A Matter of Choice: Kiran Leonard interviewed

Prodigious Oldham songwriter Kiran Leonard is a teenager who fully embraces our era of all-access

Feature by Simon Jay Catling | 07 Jul 2014

Faced with overwhelming choice, some will retreat, daunted, while others will leap gleefully into its volumes of possibility. For example: at the end of February, Jake Bugg played the BBC’s much-vaunted 6 Music Festival at the Victoria Warehouse in Salford; a champion of the outdated vagaries of what supposedly constitutes Real Music – having bashed One Direction for not writing their own songs (while having co-writers for his own material) – Bugg’s hugely reductive style almost proudly refused to accept anything other than a hackneyed caricature of guitar-led music, as he pretended the previous 50-odd years of popular music had never happened.   

Earlier that day though, on the same stage as Bugg, another songwriter born in the mid-90s ripped through a set that criss-crossed through different terrains like a slalom skier – doing so with a gloriously uninhibited freedom as he and his band swept through everything from operatic camp to hard-driving kosmische.

At 18 years old, Kiran Leonard is a musician who views choice as something to be embraced; his music – represented most comprehensively on last year’s album, Bowler Hat Soup – is a patchwork torn apart to reveal fantastical worlds, with narratives taking in everything from alien abduction to Brunswick Street’s hipster critique and tales of his native Saddleworth – a sleepy parish to the north-east of Manchester. Fans of the wilful kitchen sink approach and histrionics of Of Montreal’s Kevin Barnes or Sufjan Stevens can expect to find an instant affinity with Leonard – Bowler Hat Soup contains 22 instruments, ranging from the orthodox to the improvised, such as the hitting of a radiator to replicate a cowbell sound. 

It all points to a palette that started out skewed from the off and has only pooled into more beguiling shades at the touch of an artist who believes that it is not enough to simply collect styles, it’s how the styles are edited and pulled together that’s important. Meeting Leonard at Nexus in Manchester’s Northern Quarter, the teenager admits he skipped out on the developmental phase of getting into music. “I had an older brother who did all that for me,” he says. “Then he started getting into things like The Locust and The Mars Volta and that’s where I started, I suppose.”
..............................
_EXERCISE TASK A_
Quote the listing word for word, starting at the line that contains "closet shelf, where" and continuing through the last line of the listing.

_Stored dataset items_
..............................
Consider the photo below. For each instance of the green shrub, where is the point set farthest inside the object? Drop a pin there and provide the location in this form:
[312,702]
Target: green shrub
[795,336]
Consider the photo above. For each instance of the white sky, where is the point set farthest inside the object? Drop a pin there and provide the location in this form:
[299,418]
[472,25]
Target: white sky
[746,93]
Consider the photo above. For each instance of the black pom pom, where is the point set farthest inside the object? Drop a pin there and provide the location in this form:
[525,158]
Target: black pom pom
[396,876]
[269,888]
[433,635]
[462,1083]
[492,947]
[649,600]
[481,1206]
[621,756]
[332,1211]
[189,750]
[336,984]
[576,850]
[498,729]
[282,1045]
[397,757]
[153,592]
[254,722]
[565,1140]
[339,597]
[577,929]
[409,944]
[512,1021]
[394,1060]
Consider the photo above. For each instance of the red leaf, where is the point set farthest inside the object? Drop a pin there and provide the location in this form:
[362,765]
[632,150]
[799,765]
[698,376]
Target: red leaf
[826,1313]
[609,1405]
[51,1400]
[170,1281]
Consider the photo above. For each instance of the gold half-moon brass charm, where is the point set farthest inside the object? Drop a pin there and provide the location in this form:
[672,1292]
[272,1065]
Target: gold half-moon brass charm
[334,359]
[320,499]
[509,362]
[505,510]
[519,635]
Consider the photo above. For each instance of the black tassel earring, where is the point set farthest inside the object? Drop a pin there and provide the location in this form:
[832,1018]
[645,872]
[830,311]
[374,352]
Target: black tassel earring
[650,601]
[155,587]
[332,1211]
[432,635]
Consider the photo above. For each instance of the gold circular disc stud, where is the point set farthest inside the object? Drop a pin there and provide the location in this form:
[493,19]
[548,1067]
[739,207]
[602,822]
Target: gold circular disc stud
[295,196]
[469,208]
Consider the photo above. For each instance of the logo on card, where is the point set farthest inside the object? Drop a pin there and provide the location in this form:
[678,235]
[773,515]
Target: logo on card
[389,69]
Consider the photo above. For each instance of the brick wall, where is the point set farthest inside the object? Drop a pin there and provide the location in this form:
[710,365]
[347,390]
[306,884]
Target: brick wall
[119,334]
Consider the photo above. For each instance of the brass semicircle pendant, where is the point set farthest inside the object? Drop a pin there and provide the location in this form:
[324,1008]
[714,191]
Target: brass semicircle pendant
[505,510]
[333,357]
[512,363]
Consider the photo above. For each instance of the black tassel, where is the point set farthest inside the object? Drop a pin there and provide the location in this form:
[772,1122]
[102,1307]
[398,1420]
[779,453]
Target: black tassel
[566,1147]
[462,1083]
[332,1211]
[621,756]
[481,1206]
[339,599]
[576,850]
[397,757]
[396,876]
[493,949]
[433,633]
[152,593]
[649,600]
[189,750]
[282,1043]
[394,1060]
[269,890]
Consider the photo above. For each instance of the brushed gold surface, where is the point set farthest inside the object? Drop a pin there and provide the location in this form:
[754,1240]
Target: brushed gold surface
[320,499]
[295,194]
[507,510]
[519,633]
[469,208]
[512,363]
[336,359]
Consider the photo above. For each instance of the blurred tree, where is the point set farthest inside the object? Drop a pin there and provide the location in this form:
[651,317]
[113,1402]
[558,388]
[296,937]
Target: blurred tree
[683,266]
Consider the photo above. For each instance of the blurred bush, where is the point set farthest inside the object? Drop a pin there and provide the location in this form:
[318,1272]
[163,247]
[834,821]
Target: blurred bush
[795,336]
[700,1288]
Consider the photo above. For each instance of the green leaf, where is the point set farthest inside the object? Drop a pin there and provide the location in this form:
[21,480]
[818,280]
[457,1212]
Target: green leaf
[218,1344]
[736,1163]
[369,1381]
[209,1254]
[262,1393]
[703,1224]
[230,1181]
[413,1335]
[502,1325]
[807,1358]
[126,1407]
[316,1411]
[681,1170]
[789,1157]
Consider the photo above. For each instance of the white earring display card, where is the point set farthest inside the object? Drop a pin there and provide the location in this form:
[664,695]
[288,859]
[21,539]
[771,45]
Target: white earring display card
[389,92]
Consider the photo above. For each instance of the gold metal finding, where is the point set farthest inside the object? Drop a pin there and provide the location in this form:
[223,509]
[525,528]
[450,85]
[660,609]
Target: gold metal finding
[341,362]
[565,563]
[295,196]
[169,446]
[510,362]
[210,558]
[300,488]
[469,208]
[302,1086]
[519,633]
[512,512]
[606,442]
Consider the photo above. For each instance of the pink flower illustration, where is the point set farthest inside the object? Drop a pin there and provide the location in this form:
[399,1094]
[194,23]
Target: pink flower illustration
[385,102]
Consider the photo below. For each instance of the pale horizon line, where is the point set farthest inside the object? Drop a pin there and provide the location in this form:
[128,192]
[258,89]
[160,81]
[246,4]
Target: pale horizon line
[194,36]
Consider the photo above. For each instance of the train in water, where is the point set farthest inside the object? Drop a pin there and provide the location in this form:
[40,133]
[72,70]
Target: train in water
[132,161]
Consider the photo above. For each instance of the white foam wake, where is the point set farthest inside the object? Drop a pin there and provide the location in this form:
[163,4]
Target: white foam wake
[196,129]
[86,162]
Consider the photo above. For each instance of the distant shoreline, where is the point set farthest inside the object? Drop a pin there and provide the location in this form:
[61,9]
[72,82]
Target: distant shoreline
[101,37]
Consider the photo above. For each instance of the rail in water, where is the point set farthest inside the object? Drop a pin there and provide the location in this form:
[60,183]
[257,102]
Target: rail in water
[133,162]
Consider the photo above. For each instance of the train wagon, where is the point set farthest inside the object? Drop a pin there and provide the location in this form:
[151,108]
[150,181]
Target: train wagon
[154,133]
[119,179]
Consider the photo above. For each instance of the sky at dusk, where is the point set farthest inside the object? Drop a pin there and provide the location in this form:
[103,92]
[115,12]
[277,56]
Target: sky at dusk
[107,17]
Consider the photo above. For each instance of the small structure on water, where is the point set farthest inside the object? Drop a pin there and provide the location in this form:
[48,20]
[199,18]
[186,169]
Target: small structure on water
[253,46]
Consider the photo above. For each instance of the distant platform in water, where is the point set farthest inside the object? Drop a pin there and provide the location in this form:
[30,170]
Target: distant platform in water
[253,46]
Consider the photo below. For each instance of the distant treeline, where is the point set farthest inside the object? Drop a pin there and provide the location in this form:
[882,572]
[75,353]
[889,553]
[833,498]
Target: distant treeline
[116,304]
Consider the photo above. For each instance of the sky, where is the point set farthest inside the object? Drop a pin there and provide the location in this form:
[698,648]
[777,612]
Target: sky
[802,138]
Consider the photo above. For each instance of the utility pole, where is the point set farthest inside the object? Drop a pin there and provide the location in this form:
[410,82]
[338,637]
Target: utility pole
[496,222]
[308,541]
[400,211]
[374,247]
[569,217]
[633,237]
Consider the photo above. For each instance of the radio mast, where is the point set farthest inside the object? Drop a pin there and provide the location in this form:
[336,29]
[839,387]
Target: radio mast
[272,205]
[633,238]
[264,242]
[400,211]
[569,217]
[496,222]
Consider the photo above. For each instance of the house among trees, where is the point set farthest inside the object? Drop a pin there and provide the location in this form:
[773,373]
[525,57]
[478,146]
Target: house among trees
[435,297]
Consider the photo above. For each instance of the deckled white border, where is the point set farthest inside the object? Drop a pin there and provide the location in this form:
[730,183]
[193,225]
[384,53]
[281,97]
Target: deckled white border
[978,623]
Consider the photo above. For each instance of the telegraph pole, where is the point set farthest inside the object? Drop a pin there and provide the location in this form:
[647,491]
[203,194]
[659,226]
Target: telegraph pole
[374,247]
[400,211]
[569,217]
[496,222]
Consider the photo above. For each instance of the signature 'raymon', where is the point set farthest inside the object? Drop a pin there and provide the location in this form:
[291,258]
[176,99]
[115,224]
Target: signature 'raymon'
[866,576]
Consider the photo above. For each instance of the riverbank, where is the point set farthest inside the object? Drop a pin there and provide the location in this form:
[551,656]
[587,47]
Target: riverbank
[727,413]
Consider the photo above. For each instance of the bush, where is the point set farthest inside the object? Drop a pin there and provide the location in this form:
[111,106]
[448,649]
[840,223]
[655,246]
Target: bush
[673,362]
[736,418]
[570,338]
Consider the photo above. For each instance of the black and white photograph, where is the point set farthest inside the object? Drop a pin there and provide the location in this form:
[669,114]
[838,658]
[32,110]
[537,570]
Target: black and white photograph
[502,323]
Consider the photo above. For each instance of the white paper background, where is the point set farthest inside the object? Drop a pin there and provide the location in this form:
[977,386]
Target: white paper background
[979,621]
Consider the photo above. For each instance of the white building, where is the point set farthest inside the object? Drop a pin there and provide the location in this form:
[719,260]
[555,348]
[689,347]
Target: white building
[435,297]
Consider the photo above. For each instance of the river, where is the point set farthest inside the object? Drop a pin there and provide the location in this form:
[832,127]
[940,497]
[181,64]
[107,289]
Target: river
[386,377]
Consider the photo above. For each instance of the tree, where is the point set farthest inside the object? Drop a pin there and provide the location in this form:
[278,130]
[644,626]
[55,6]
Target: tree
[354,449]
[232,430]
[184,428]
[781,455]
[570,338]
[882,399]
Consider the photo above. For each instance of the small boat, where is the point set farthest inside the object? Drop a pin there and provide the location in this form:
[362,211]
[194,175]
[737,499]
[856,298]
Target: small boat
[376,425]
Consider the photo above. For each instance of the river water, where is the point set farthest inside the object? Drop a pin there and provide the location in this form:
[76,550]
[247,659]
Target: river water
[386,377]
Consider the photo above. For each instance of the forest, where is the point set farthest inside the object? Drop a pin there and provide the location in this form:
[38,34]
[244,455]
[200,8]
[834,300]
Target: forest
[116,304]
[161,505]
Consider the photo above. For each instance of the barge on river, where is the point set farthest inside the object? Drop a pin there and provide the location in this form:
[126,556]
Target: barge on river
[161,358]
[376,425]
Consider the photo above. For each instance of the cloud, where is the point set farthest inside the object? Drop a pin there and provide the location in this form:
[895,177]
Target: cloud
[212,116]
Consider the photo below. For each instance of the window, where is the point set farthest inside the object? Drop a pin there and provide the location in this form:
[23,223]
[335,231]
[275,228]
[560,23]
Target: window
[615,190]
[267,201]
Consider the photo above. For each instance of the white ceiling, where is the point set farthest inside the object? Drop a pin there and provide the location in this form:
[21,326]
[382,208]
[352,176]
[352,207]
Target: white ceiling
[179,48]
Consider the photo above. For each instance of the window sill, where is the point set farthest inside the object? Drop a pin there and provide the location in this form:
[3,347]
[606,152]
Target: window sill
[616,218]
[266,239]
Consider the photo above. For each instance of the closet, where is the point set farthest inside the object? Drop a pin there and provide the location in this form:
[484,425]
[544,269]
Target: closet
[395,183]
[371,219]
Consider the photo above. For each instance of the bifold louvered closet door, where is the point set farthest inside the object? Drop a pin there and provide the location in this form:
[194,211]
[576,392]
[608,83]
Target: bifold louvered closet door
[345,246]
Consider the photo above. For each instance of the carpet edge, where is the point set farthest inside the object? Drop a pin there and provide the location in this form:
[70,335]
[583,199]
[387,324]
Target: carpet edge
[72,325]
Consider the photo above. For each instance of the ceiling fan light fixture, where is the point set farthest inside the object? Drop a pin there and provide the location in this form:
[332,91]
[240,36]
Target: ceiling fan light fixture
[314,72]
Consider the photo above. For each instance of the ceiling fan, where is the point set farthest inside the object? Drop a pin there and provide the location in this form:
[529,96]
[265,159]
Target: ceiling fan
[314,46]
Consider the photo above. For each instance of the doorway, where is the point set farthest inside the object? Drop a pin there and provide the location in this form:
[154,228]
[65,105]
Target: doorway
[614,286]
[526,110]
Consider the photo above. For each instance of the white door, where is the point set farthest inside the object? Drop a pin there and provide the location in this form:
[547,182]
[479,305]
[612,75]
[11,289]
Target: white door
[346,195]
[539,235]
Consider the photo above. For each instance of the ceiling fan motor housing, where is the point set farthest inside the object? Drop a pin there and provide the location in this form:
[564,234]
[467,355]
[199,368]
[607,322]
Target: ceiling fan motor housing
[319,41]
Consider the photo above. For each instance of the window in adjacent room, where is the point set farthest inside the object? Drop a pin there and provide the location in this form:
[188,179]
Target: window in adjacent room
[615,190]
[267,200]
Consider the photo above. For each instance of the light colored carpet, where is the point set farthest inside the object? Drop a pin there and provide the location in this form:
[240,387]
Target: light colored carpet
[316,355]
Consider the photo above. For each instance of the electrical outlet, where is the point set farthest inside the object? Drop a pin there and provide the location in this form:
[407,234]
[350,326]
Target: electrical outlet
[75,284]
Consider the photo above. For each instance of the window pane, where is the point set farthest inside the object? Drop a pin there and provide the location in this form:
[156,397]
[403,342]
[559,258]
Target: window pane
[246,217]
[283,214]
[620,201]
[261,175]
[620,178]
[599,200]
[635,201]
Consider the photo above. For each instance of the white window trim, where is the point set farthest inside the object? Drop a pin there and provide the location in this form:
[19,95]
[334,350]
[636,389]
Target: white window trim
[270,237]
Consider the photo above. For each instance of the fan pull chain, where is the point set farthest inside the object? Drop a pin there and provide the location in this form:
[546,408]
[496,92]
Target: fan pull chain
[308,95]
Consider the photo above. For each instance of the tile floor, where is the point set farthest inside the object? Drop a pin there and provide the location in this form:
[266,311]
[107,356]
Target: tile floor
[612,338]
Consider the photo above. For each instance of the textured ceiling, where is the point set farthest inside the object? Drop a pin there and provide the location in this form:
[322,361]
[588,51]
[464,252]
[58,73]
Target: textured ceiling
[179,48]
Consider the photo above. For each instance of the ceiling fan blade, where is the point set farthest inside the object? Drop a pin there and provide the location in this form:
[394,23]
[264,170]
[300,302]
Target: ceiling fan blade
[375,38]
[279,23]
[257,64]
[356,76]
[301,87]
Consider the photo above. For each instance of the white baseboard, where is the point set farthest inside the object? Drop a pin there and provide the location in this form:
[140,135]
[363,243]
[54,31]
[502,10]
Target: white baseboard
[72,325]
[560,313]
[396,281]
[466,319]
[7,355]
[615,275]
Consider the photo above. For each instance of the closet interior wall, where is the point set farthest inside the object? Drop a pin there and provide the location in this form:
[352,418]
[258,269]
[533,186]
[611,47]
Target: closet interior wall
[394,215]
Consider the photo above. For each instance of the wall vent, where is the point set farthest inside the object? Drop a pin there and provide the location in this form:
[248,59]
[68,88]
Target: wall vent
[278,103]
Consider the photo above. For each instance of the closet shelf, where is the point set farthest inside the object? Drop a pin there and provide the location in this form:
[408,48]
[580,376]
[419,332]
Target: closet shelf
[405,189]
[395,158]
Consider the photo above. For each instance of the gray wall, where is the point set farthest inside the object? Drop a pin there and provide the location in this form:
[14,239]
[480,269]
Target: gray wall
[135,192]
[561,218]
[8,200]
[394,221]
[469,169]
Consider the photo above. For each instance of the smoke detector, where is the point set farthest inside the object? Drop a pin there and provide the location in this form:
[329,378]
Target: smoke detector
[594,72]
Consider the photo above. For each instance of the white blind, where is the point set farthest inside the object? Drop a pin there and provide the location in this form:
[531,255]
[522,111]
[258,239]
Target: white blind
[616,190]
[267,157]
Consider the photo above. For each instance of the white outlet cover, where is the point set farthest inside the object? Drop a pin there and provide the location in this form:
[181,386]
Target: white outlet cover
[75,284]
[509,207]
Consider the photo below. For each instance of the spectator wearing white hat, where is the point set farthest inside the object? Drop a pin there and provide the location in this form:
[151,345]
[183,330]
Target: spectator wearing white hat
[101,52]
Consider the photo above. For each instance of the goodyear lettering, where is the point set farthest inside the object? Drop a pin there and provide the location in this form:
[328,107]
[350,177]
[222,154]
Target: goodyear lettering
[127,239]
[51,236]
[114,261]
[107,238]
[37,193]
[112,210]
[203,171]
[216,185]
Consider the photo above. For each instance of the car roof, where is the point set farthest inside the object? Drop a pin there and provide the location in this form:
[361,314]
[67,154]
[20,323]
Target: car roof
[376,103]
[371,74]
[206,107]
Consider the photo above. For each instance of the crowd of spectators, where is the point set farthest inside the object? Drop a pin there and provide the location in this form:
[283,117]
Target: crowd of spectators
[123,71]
..............................
_EXERCISE TASK B_
Name every band mentioned in the Kiran Leonard interview.

_CORRECT RESULT A_
Consider the photo above. For each instance of the closet shelf, where is the point set farthest inside the object? Drop a pin there and provide the location in this form:
[408,48]
[580,376]
[419,332]
Target: closet shelf
[405,189]
[395,158]
Consider the photo above. For each instance of the gray wall, where is the point set farthest inside the object? Drop a pin there and provide the location in this form:
[14,239]
[480,269]
Target: gray wall
[135,192]
[561,218]
[8,200]
[394,221]
[469,169]
Consider the photo above. For each instance of the smoke detector, where is the point set farthest inside the object? Drop a pin there and provide the location in this form:
[329,378]
Target: smoke detector
[594,72]
Consider the photo above. For each instance of the white blind, where is the point set farthest inside the object? Drop a pin there and provide the location in this form:
[531,255]
[522,111]
[258,239]
Target: white blind
[616,190]
[267,157]
Consider the photo above. For each instance of the white outlet cover, where is the point set farthest inside the object? Drop a pin there and provide the location in this form:
[181,386]
Target: white outlet cover
[75,284]
[509,207]
Consider the photo below. For each instance of the spectator wearing white hat, where is the point set farthest inside the object? Drop a pin there and provide the location in this form:
[151,345]
[183,330]
Target: spectator wearing white hat
[101,52]
Consider the photo above. For each instance of the goodyear lettering, where is the point set farthest inside the object? Drop a pin there and provide the location in this form:
[328,107]
[350,177]
[222,154]
Target: goodyear lettering
[127,239]
[51,236]
[114,261]
[107,238]
[37,193]
[112,210]
[203,171]
[216,185]
Consider the photo above. For each instance of the car roof, where is the point set farthest inside the object? Drop a pin there and provide the location in this form:
[361,314]
[67,154]
[20,323]
Target: car roof
[376,103]
[371,74]
[206,107]
Consider the photo above. For each instance of the crowd of spectators, where is the point set farthest inside the object? Drop a pin there and provide the location in this form:
[283,117]
Target: crowd of spectators
[123,71]

_CORRECT RESULT B_
One Direction
Of Montreal
The Locust
The Mars Volta